━━━ Page text ━━━

Only a united ASEAN can have the clout to keep China-US tension from escalating to the point where it inflicts collateral damage. To frame a coherent strategy and speak with a single voice, ASEAN must first deepen its political regionalism by drawing upon the European Union experience. Second, ASEAN must increase its economic power through recruitment of trade partners located outside of East Asia. This economic widening could proceed, first, with the merger of the RCEP and CPTPP, then expand to an Asia-Pacific Comprehensive Economic Partnership, and culminate in membership applications by South Asian nations.
ASEAN unity is also necessary to prevent the United States and China from establishing spheres of influence in Southeast Asia. Historically, not every sphere of influence has been an unhappy and exploitative association. Eastern Europe was a politically repressive and economically stagnant sphere of influence of the Soviet Union, but the US sphere of influence of Japan-South Korea-Taiwan was increasingly democratic and economically dynamic. But spheres of influence would divide ASEAN and limit national sovereignty.
A worse scenario for ASEAN would see the United States and China manipulating ASEAN members as client states. This would split ASEAN and cause proxy wars to rage not only among ASEAN states but also within some of them.
How can the Sustainable Development Goals be incorporated into the regional architecture and institutions? How much interest is there in Southeast Asia for doing so?
The absence of any strong green political party in Southeast Asia means that states have only seriously pursued SDGs that are economically or socially oriented. However, ASEAN politicians have started embracing green agendas to defend their constituents’ access to export markets and foreign financial markets following the European Green Deal of 2019 (whereby the European Union would impose tariffs on goods from countries with weak climate policies), and repeated China-US pledges to cooperate on climate change.

━━━ Raw records ━━━

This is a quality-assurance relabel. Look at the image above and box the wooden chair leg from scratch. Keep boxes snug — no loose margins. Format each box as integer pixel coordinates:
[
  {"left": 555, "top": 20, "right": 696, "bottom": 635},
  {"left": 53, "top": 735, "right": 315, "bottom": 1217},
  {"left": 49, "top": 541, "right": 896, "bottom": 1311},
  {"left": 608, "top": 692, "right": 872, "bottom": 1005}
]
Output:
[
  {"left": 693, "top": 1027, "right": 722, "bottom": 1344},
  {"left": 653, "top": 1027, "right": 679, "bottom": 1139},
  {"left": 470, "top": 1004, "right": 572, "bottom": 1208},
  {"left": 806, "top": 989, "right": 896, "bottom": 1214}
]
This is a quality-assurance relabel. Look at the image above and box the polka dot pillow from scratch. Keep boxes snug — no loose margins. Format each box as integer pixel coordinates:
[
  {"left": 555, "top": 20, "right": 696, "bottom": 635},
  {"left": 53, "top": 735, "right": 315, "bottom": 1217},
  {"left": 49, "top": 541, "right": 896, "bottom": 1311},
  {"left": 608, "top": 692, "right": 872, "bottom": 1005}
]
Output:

━━━
━━━ Raw records ━━━

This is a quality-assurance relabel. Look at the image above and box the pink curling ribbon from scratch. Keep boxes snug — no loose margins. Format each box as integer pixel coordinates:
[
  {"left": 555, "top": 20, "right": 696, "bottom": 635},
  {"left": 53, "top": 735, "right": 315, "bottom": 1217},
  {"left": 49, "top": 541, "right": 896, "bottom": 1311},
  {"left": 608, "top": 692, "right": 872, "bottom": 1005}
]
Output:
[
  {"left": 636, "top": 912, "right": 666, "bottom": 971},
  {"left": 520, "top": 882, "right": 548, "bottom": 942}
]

━━━

• **Task brief**
Continue the passage on ASEAN and China-US rivalry from its last sentence.

• **Result**
Collective ASEAN efforts at decarbonisation would proceed faster and be cheaper. Two large regional infrastructure projects that could demonstrate these qualities are a regional electricity grid, and a regional network of high-speed railways (HSR). The regional grid would ensure a reliable supply of cheap green energy by linking up sources of intermittent (solar and wind) energy and complementing them with the hydropower and geothermal power of some ASEAN members. The HSR network would reduce the carbon footprint of the transport sector by displacing air travel and trucks.
A united ASEAN could finance these projects more cheaply by seeking aid and technology transfers from competing wooers: China and the United States. This political jiu-jitsu could convert the New Cold War’s divisive political pressures into large-scale budgetary backing.
Similarly, ASEAN could preserve and restore its tropical forests better by forming a regional forest protection group. A global alliance of forest protection groups in ASEAN, the Amazon Basin and the Congo Basin would be markedly more capable of securing the financial support promised by the rich countries at the 2015 Paris climate treaty meeting in return for maintaining their natural carbon sinks.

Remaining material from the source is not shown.